* Information shown

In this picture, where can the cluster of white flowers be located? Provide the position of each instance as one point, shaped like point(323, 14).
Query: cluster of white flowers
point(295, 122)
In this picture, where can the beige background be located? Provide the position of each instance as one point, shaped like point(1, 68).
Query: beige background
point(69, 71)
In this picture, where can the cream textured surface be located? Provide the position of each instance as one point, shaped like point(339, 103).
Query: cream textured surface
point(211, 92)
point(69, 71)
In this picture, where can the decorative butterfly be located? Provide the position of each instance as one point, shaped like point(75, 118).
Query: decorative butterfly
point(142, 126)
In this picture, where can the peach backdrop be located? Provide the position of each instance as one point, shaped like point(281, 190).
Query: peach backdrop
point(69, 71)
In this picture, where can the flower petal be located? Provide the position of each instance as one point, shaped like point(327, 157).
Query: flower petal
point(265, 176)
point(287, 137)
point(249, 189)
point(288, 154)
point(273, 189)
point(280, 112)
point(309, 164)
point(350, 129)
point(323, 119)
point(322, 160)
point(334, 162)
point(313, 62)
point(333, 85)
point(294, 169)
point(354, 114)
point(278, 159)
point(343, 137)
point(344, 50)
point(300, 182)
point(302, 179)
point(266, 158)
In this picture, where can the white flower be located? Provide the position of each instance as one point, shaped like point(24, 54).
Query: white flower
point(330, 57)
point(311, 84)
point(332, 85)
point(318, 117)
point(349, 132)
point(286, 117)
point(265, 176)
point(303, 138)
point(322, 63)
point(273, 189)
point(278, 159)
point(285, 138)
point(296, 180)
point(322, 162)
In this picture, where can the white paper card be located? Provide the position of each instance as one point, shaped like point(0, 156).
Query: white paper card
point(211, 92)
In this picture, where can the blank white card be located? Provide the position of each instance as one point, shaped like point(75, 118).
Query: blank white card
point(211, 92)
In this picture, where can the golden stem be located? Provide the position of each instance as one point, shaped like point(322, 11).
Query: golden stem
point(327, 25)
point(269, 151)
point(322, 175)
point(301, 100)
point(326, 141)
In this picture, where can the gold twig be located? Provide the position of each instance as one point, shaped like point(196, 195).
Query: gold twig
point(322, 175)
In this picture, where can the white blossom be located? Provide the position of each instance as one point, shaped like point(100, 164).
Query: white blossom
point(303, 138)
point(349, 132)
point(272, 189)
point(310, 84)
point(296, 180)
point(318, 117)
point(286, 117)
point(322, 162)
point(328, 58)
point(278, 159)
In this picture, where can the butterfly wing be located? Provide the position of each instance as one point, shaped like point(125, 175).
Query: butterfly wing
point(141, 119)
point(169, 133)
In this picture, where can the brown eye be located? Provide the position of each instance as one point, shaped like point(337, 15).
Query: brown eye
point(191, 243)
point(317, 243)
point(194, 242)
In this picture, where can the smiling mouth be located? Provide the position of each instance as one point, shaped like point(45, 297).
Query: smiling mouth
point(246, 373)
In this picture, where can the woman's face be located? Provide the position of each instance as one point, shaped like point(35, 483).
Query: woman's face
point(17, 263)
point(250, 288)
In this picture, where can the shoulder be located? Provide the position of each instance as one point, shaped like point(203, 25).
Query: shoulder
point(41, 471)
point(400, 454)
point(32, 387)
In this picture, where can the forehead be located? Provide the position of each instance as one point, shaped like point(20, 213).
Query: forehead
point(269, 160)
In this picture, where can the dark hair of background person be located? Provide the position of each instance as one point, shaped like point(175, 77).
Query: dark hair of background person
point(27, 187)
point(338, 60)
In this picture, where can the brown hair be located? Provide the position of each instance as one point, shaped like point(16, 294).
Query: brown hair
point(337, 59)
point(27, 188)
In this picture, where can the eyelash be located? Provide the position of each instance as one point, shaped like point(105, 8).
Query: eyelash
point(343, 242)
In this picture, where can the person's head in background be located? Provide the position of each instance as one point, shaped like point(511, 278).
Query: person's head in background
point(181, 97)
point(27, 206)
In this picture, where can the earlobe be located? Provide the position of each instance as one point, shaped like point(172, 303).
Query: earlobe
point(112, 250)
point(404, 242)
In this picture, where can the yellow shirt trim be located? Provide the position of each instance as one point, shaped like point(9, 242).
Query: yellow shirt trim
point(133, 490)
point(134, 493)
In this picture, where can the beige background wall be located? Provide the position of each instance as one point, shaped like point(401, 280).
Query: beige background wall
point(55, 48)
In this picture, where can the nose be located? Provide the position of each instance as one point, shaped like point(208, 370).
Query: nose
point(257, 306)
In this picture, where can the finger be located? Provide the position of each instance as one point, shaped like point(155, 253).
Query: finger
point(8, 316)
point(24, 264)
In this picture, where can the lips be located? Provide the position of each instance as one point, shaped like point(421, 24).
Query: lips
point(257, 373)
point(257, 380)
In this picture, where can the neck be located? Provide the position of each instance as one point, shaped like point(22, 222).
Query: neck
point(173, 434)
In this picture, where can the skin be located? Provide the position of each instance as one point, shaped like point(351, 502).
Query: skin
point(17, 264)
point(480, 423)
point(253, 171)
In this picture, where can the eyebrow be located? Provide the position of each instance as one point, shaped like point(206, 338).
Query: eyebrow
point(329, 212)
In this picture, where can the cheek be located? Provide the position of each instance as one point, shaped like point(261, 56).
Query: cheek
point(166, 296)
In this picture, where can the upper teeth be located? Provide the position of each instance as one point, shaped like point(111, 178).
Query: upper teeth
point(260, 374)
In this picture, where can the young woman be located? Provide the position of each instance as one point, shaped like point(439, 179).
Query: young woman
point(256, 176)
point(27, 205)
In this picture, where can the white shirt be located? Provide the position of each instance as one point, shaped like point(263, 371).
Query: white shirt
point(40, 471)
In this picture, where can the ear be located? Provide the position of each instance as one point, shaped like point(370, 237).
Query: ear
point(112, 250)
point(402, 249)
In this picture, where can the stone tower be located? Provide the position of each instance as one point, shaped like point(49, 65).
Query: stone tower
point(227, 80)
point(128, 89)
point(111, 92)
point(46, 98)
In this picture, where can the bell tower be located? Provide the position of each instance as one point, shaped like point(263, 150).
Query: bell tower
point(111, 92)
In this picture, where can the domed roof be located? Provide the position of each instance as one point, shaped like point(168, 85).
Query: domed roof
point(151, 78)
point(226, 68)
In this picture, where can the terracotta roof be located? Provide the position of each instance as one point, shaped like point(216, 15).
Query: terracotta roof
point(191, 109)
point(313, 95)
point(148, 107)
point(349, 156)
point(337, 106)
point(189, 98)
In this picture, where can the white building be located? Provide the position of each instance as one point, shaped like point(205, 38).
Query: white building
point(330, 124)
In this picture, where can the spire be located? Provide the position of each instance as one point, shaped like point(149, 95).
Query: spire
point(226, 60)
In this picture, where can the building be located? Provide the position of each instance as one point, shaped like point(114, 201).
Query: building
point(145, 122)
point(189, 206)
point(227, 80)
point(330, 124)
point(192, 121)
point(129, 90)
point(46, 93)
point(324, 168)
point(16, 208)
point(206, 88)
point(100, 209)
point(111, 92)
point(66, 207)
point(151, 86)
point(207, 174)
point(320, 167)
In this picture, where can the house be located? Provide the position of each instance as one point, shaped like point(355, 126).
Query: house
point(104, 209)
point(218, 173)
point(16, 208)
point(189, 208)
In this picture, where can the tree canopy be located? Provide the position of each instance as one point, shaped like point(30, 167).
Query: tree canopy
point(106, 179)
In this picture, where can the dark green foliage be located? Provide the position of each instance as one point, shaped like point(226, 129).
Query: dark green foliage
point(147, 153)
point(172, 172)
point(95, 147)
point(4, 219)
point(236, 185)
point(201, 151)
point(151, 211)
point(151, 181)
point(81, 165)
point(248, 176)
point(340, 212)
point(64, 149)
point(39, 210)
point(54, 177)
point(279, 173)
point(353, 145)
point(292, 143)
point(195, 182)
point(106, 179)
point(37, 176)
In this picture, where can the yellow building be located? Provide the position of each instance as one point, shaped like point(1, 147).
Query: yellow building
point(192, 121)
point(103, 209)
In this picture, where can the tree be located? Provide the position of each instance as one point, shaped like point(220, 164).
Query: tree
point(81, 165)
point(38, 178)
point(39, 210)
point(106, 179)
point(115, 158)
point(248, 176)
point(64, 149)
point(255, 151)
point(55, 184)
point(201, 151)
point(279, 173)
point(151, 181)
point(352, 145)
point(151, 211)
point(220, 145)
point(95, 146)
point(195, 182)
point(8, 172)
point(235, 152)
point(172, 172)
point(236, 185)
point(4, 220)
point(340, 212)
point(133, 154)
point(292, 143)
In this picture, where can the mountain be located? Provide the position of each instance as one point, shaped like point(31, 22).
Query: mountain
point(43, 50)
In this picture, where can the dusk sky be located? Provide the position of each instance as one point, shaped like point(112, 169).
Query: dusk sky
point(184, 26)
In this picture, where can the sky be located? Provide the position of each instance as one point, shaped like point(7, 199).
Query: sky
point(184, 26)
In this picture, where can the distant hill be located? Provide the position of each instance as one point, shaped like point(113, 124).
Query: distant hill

...

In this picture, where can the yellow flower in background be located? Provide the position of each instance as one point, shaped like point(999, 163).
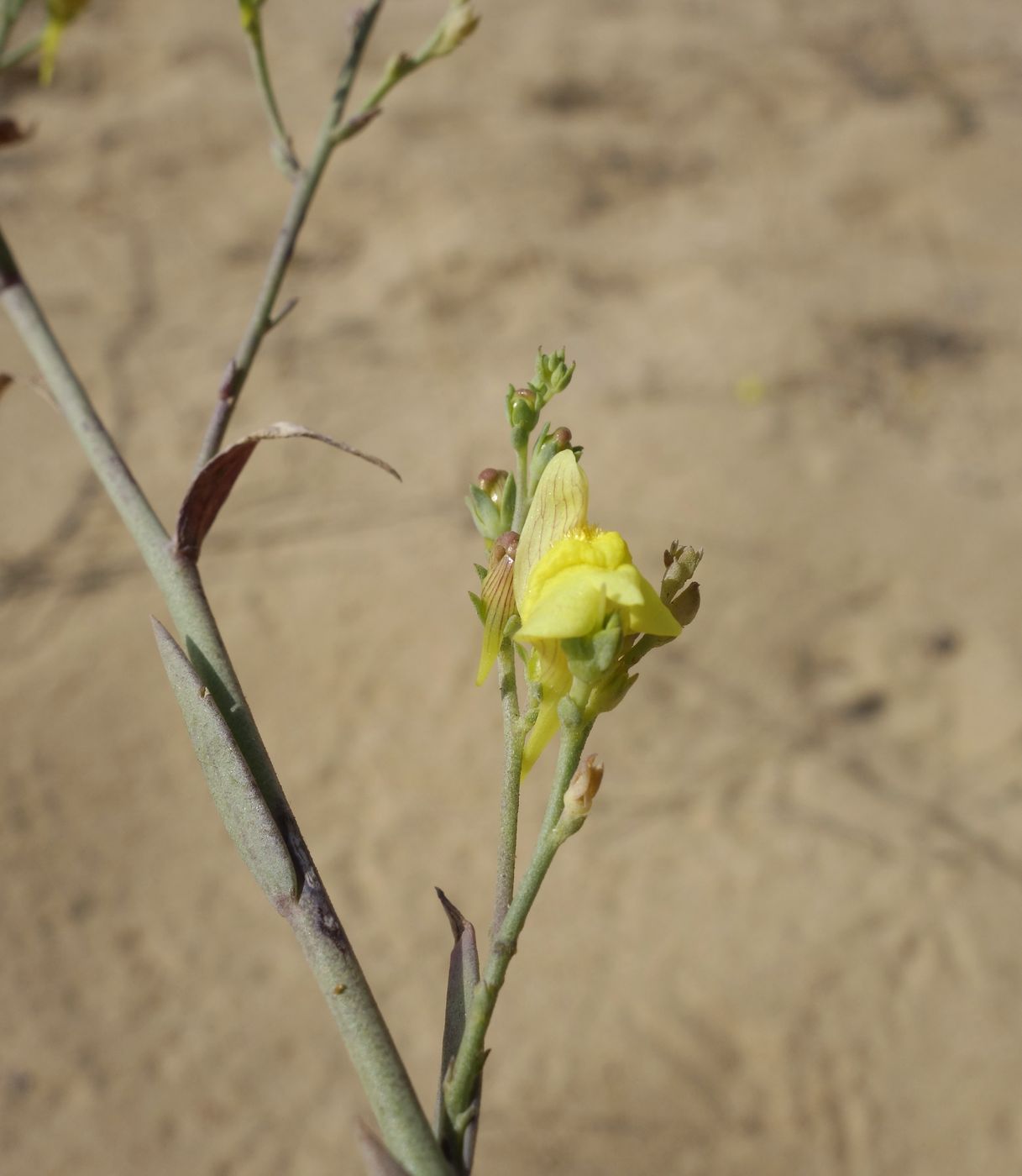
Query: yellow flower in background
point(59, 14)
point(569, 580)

* Work to complete
Print the material from the line containing "In this picture, where can the stone" to the line containing "point(46, 98)", including both of those lines, and copy every line without any change.

* Worked solution
In this picture, where can the stone tower be located? Provide the position of each instance as one point, shaped like point(49, 65).
Query: stone tower
point(227, 80)
point(128, 89)
point(111, 92)
point(46, 98)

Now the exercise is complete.